### AUFGABE A
Schreibe aus den unten gegebenen Zeilen alles unverändert ab, beginnend mit der Zeile, die „Would you mind tagging the window pane“ enthält, und weiter bis zum Ende dieser Zeilen, beide Enden eingeschlossen.

### TEXT
Integration von Flüchtlingen in den Arbeitsmarkt war jetzt Thema in Haldensleben. Arbeitsagentur und IFA berichteten über ihre Erfahrungen.

Von Marita Bullmann 08.05.2016, 01:01

Haldensleben l Warum kann die Beschäftigung geflüchteter Menschen ein Gewinn sein? Mit dieser Frage eröffnete Steffen Kellner, Teamleiter im Arbeitgeberservice der Agentur für Arbeit Magdeburg und des Jobcenters Börde, seine Ausführungen. Weil geflüchtete Menschen überwiegend hochmotiviert sind, erklärte er. Denn sie möchten sich etwas aufbauen, haben zum großen Teil auch eine Familie zu versorgen und bringen auch teilweise berufliche Erfahrungen mit.

Kellner machte auch die großen Herausforderungen deutlich, vor denen die deutsche Gesellschaft bei der Integration geflüchteter Menschen in Unternehmen steht. Ganz oben steht die Unterstützung beim Erlernen der deutschen Sprache. Weiter geht es um die Feststellung und den Erwerb beruflicher Kompetenzen und die Etablierung einer Willkommenskultur. Kellner erläuterte den Rotariern grundsätzliche Probleme wie die Unterscheidung der Migranten nach dem Aufenthaltsgesetz, wer darf ab wann arbeiten, welche Unterstützung gibt es für Unternehmer, die einen Geflüchteten einstellen möchten. Dabei machte er deutlich, dass es kein Sonderprogramm zur Förderung von Geflüchteten gibt. Für sie gelten alle Möglichkeiten, die auch für deutsche Arbeitnehmer genutzt werden können, erläuterte er den Mitgliedern des Rotary Clubs Haldensleben im Hotel Behrens.

### AUFGABE B
Gib aus dem Text über Flüchtlinge auf dem Arbeitsmarkt den Abschnitt wortgetreu wieder, beginnend mit „Von Marita Bullmann“ und weiter bis „berufliche Erfahrungen mit.“.

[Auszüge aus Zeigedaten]
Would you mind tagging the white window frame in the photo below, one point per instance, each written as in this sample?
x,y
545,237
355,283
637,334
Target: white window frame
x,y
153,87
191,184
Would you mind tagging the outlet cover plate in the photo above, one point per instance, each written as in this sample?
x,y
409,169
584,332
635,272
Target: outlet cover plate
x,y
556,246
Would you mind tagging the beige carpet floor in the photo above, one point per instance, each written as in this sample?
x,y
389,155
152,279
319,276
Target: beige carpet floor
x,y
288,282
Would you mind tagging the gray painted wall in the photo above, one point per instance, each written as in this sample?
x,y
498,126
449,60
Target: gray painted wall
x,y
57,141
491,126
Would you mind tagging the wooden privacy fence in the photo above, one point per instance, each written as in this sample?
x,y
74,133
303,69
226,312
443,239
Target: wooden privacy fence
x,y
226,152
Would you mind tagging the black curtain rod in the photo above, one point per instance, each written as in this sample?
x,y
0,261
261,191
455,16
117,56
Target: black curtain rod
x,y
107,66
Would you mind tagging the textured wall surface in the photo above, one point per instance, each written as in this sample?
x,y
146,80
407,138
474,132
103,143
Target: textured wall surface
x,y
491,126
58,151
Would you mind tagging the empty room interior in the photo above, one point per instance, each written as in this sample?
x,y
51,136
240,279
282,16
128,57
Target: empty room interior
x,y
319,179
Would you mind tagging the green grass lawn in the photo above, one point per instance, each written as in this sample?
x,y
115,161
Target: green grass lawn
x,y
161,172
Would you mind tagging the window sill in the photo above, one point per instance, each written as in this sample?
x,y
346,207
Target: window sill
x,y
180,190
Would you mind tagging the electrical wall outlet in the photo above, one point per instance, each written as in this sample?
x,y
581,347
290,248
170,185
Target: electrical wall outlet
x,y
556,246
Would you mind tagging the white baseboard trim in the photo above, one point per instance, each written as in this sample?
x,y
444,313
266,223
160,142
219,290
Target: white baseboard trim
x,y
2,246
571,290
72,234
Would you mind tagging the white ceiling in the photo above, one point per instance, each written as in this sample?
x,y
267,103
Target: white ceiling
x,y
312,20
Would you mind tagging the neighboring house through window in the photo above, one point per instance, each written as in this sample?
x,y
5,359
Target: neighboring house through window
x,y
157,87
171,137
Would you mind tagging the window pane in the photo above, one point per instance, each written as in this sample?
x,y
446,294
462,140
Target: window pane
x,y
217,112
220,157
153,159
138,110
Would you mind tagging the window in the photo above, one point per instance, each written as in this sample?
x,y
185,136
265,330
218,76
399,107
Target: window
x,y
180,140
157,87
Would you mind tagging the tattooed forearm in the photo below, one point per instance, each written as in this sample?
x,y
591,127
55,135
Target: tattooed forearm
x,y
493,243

### VOLLSTÄNDIGE ANTWORT A
Would you mind tagging the window pane in the photo above, one point per instance, each written as in this sample?
x,y
446,294
462,140
Target: window pane
x,y
217,112
220,157
153,159
138,110
Would you mind tagging the window in the photo above, one point per instance, each written as in this sample?
x,y
185,136
265,330
218,76
399,107
Target: window
x,y
180,140
157,87
Would you mind tagging the tattooed forearm in the photo below, one point per instance, each written as in this sample?
x,y
591,127
55,135
Target: tattooed forearm
x,y
493,243

### VOLLSTÄNDIGE ANTWORT B
Von Marita Bullmann 08.05.2016, 01:01

Haldensleben l Warum kann die Beschäftigung geflüchteter Menschen ein Gewinn sein? Mit dieser Frage eröffnete Steffen Kellner, Teamleiter im Arbeitgeberservice der Agentur für Arbeit Magdeburg und des Jobcenters Börde, seine Ausführungen. Weil geflüchtete Menschen überwiegend hochmotiviert sind, erklärte er. Denn sie möchten sich etwas aufbauen, haben zum großen Teil auch eine Familie zu versorgen und bringen auch teilweise berufliche Erfahrungen mit.